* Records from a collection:
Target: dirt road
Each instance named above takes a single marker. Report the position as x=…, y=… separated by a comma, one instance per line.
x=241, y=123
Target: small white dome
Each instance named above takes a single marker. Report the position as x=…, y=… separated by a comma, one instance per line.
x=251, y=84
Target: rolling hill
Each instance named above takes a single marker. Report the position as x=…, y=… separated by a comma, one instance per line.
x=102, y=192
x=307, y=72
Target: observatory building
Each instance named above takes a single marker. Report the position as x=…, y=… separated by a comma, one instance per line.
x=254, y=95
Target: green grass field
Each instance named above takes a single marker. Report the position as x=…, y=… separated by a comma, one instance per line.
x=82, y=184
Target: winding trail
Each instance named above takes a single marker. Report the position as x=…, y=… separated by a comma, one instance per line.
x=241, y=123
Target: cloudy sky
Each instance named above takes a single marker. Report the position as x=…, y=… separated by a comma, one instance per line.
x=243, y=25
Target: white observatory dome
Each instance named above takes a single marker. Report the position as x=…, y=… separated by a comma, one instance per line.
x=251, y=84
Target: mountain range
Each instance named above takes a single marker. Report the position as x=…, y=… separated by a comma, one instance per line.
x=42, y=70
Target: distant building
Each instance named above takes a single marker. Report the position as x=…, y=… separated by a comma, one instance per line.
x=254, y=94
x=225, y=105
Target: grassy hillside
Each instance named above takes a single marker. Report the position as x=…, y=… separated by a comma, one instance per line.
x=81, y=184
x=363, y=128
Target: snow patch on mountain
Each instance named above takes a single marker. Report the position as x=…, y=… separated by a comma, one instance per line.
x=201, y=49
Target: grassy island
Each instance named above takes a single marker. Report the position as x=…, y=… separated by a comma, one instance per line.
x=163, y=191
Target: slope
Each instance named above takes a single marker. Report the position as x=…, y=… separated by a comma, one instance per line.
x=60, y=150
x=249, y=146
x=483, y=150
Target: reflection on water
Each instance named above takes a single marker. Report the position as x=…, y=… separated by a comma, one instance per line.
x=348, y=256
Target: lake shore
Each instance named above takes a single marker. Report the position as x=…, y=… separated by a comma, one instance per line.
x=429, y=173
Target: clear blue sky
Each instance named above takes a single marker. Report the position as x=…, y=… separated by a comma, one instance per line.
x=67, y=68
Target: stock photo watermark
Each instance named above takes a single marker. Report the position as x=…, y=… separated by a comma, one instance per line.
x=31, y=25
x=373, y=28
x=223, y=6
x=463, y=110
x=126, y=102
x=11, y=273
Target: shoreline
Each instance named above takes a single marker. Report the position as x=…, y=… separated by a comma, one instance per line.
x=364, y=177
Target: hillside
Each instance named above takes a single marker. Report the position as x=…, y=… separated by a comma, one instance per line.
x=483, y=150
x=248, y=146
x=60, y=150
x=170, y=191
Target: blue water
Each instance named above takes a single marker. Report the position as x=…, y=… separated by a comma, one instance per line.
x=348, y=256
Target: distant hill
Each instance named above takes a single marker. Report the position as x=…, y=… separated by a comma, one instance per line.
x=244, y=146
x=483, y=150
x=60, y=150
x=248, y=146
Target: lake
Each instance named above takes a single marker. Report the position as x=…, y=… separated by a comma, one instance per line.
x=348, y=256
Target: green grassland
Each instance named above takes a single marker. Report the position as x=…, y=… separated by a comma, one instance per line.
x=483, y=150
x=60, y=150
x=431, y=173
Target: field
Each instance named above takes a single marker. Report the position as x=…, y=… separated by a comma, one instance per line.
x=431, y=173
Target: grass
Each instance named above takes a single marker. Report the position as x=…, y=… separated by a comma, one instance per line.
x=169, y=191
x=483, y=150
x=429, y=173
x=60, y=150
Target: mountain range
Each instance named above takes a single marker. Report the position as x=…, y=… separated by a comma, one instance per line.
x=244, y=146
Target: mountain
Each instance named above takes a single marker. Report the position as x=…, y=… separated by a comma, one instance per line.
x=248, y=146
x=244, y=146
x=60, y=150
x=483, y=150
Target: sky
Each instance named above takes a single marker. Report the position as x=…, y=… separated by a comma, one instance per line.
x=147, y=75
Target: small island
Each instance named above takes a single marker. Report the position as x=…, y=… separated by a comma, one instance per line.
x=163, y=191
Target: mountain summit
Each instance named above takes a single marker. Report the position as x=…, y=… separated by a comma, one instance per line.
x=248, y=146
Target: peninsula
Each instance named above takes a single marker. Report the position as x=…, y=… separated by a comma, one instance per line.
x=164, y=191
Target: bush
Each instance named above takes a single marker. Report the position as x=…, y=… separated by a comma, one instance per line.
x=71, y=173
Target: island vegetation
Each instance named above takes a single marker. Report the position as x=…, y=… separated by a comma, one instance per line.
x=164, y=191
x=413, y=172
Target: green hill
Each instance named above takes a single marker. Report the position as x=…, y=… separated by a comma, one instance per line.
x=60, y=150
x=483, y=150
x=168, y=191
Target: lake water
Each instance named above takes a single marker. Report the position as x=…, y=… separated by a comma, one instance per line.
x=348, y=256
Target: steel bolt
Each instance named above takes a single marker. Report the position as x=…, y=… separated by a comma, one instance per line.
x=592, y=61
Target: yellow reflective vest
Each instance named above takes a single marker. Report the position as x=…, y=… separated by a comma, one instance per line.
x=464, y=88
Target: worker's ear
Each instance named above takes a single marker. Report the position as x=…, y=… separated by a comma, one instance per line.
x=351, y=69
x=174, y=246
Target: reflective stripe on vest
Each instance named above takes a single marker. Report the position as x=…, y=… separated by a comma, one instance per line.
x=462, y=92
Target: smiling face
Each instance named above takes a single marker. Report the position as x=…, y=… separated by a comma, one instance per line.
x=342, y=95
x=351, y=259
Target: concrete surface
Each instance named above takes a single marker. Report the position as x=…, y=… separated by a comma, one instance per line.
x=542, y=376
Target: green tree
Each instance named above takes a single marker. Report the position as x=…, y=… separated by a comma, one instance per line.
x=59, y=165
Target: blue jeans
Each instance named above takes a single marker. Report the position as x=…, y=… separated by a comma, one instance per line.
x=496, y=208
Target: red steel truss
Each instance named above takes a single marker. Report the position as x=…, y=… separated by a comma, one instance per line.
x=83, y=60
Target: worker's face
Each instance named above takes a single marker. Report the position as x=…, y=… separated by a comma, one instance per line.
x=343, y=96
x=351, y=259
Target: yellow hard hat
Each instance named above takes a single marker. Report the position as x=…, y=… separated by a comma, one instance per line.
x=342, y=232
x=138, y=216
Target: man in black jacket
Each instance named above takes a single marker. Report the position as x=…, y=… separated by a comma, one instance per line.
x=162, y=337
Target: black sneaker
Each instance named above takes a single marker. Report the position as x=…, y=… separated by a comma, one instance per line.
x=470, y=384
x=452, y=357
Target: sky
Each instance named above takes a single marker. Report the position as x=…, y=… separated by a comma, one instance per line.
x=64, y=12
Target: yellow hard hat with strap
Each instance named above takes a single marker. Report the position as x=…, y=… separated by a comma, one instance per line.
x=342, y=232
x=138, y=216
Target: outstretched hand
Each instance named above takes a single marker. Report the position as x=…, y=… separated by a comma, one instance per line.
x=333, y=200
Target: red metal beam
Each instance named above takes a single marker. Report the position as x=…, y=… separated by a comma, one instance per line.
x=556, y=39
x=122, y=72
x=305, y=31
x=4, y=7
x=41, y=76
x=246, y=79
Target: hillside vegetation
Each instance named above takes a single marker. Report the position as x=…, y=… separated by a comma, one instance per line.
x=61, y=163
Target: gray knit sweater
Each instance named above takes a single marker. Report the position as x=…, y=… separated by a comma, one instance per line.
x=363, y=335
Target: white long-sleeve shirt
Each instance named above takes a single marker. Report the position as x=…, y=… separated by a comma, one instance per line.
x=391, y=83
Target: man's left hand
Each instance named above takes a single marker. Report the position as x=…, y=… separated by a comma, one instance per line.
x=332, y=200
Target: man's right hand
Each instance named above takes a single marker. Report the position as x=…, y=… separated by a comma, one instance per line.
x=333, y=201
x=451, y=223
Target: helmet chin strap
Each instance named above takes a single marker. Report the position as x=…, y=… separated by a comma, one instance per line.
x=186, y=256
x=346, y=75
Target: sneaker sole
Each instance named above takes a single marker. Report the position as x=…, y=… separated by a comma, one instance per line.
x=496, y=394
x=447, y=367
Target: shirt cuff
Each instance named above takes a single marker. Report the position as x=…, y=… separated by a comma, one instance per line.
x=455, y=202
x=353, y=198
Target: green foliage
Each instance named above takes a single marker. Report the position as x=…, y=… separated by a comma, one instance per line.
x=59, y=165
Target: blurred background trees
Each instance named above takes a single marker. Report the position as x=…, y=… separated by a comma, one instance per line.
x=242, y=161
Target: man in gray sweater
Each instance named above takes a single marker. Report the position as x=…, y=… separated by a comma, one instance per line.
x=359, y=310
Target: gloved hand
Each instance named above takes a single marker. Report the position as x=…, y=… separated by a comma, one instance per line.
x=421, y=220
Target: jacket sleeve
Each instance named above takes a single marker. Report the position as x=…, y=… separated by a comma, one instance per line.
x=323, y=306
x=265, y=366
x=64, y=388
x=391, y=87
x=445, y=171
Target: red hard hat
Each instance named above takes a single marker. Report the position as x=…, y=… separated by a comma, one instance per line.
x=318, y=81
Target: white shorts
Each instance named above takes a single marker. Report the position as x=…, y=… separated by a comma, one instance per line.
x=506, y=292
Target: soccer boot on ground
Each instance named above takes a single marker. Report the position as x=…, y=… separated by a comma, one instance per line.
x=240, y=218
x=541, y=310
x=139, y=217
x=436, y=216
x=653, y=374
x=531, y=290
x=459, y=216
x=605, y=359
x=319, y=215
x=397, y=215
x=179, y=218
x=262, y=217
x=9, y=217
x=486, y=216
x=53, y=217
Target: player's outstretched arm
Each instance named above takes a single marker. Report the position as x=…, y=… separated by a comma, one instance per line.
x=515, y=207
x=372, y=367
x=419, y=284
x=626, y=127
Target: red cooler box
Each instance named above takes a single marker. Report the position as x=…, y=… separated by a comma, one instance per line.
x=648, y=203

* WORK INSTRUCTIONS:
Extract, exactly as they appear, the lines from the one containing "Target: player's outstretched arm" through the final line.

* FINAL RESULT:
Target: player's outstretched arm
Each instance named above takes a single marker. Report the position as x=…, y=… separated by a comma, one instance per line.
x=515, y=207
x=372, y=367
x=419, y=284
x=626, y=127
Target: red cooler box
Each instance named above takes a single marker. Report the position as x=…, y=… separated by a comma, one instance per line.
x=648, y=203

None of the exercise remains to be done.